* EXCERPTED TEXT
10. Mr. Sampath, however, contends that a person claiming under a minor, referred to in S. 8(3), can only be a legal representative of a deceased minor and not a person succeeding to the interests of the minor by reason of transfer inter vivos. He refers to the decisions in Jhaverbhai Hathibhai v. Kabhai Bechar, AIR 1933 Born 42, Mon Mohan Bhattacharjee v. Bidhu Bhusan Dutta, AIR 1939 Cal 460, Palani Goundan v. Vanjiakkal, ILR (1956) Mad 1062 : (AIR 1956 Mad 476), Premprakash Surajmal v. Maharashtra Revenue Tribunal, Nagpur, AIR 1969 Born 361, Ghanshyam Dass v. Dr. Shiva Shankar Lal, 1980 All LJ 130 and other cases in which certain High Courts have taken the view that the right of the minor is a personal right and it cannot be transferred otherwise than by inheritance. The "person claiming under him" mentioned under S. 8(3) of the Guardianship Act, counsel says, can only be a legal representative and not a purchaser or transferee inter vivos. He refers to Art. 60 of the
Limitation Act, 1963 and submits that that provision refers only to a legal representative and not any other successor.
11. In Jhaverbhai Hathibhai v. Kabhai Bechar, AIR 1933 Born 42, it was held:
"what was assigned by the minor to the plaintiff in that suit was not the property in question but his right to sue for it, and if he could establish his allegation, to have the sale avoided, this I think was no more than a right of suit, and if I am correct such a transfer is forbidden by S. 6, Cl. (e), T. P. Act."

(Excerpts from point annotation data)

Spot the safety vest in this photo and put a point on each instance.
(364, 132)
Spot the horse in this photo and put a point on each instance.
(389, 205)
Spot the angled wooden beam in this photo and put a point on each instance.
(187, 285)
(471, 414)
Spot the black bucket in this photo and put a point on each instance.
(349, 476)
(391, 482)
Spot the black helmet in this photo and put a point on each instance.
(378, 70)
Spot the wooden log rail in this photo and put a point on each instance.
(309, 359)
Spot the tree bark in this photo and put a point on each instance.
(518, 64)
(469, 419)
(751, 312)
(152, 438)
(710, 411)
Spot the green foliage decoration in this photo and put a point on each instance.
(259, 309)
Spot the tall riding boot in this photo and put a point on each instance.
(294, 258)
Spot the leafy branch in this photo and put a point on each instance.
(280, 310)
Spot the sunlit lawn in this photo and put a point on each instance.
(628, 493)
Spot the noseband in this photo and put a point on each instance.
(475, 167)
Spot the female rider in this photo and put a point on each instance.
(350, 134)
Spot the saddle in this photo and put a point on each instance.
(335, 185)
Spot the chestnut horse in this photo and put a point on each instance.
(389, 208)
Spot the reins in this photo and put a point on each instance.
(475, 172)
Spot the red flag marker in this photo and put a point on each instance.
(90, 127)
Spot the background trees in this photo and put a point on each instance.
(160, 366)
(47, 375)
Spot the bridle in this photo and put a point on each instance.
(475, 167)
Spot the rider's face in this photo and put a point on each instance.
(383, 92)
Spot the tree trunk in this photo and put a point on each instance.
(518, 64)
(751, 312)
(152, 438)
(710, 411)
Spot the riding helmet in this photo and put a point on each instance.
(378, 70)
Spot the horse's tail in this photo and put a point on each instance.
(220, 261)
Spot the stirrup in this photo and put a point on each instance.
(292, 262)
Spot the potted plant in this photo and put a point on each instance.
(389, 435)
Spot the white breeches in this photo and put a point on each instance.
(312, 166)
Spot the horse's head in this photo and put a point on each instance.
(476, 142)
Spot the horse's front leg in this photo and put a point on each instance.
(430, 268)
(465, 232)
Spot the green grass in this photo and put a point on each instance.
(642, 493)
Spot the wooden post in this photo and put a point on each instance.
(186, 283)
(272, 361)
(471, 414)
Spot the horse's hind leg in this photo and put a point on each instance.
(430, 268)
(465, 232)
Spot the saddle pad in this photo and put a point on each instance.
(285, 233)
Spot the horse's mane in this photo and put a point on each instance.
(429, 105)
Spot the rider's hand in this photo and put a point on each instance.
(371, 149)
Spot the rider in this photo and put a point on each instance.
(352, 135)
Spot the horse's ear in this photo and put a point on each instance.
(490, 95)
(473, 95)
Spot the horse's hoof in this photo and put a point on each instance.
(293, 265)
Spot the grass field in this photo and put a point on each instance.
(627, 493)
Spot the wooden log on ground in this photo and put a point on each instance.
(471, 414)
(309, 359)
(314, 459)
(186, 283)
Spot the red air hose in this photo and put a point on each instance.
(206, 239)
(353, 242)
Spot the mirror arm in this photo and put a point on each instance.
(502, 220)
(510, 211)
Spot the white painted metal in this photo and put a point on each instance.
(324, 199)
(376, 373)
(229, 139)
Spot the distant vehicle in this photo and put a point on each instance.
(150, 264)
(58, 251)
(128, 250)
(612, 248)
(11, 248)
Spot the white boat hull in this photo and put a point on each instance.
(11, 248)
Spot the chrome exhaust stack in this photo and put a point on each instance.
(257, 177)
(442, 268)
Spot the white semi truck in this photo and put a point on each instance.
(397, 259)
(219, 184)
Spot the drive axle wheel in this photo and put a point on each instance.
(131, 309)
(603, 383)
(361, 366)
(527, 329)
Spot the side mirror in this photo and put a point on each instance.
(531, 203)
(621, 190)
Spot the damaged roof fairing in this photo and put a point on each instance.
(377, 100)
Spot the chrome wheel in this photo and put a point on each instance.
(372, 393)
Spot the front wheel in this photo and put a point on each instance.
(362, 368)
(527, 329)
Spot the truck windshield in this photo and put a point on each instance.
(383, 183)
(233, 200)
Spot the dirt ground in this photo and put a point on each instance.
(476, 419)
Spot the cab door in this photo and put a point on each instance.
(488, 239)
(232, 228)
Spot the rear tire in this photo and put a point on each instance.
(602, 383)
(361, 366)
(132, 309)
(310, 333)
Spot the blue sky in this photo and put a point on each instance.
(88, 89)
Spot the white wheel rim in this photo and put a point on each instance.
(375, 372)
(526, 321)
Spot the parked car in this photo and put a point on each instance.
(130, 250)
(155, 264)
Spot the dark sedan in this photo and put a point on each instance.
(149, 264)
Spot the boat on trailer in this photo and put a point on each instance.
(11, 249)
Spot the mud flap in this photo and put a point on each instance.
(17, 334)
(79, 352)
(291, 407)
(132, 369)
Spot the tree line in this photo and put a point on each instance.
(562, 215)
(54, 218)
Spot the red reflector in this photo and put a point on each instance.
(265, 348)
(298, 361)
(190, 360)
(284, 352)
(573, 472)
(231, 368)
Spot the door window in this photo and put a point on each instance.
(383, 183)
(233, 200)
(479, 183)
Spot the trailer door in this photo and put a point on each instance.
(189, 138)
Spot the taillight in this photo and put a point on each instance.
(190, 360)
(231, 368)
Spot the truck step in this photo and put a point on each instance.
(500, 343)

* EXERCISE DETAILS
Retype the court passage on a minor's rights under the Guardianship Act in full, word for word.

* RESPONSE TO THE EXERCISE
10. Mr. Sampath, however, contends that a person claiming under a minor, referred to in S. 8(3), can only be a legal representative of a deceased minor and not a person succeeding to the interests of the minor by reason of transfer inter vivos. He refers to the decisions in Jhaverbhai Hathibhai v. Kabhai Bechar, AIR 1933 Born 42, Mon Mohan Bhattacharjee v. Bidhu Bhusan Dutta, AIR 1939 Cal 460, Palani Goundan v. Vanjiakkal, ILR (1956) Mad 1062 : (AIR 1956 Mad 476), Premprakash Surajmal v. Maharashtra Revenue Tribunal, Nagpur, AIR 1969 Born 361, Ghanshyam Dass v. Dr. Shiva Shankar Lal, 1980 All LJ 130 and other cases in which certain High Courts have taken the view that the right of the minor is a personal right and it cannot be transferred otherwise than by inheritance. The "person claiming under him" mentioned under S. 8(3) of the Guardianship Act, counsel says, can only be a legal representative and not a purchaser or transferee inter vivos. He refers to Art. 60 of the
Limitation Act, 1963 and submits that that provision refers only to a legal representative and not any other successor.
11. In Jhaverbhai Hathibhai v. Kabhai Bechar, AIR 1933 Born 42, it was held:
"what was assigned by the minor to the plaintiff in that suit was not the property in question but his right to sue for it, and if he could establish his allegation, to have the sale avoided, this I think was no more than a right of suit, and if I am correct such a transfer is forbidden by S. 6, Cl. (e), T. P. Act."